_Texte fourni_
· · · ·
Application : le marché du luxe
Le secteur du luxe (mode, maroquinerie, cosmétique, horlogerie, joaillerie) est aujourd’hui en forte croissance en France. Les grands groupes comme LVMH, Kering, Chanel ou Hermès recrutent massivement pour accompagner leur expansion internationale et répondre à la demande croissante sur les marchés asiatiques et américains.
Cependant, le marché du travail dans ce secteur présente :
- une forte segmentation,
- des tensions de recrutement,
- des exigences élevées en termes de qualification et de capital humain.
Vous êtes consultant RH et devez analyser la situation pour proposer des recommandations.
Annexe 1 – Un secteur du luxe en pleine expansion : une demande de travail soutenue
Le secteur du luxe occupe une place stratégique dans l’économie française. Porté par la croissance mondiale, il enregistre chaque année des performances commerciales remarquables. Les grands groupes français – LVMH, Kering, Hermès, Chanel – bénéficient particulièrement de l’essor de la demande internationale, notamment en Asie et aux États-Unis. Cette dynamique se traduit par une hausse continue du niveau de production, ce qui entraîne mécaniquement une augmentation de la demande de travail.
En effet, la France conserve une place centrale dans les activités de création, de fabrication et d’innovation du luxe. Une grande partie des articles de maroquinerie, de haute couture, de joaillerie ou encore d’horlogerie est encore produite dans l’Hexagone. Afin de répondre à la demande croissante, LVMH prévoit ainsi de recruter environ 15 000 personnes en France cette année, tandis qu’Hermès continue d’ouvrir de nouveaux ateliers et crée plus de 4 000 emplois annuels.
· · · ·
(Entrées de données extraites)
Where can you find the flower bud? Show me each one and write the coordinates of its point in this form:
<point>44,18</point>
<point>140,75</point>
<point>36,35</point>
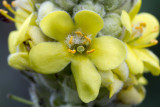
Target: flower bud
<point>45,8</point>
<point>112,25</point>
<point>117,5</point>
<point>89,5</point>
· · · ·
_Consignes de travail_
[1] Relevez tous les grands groupes du luxe cités dans le texte sur le marché du luxe.
[2] Citez fidèlement chaque ligne des entrées de données extraites, sans reproduire les images.
Le texte et les entrées ne proviennent pas de la même source.

_Corrigé de l'exercice_
[1] LVMH, Kering, Chanel, Hermès

[2]
Where can you find the flower bud? Show me each one and write the coordinates of its point in this form:
<point>44,18</point>
<point>140,75</point>
<point>36,35</point>
Target: flower bud
<point>45,8</point>
<point>112,25</point>
<point>117,5</point>
<point>89,5</point>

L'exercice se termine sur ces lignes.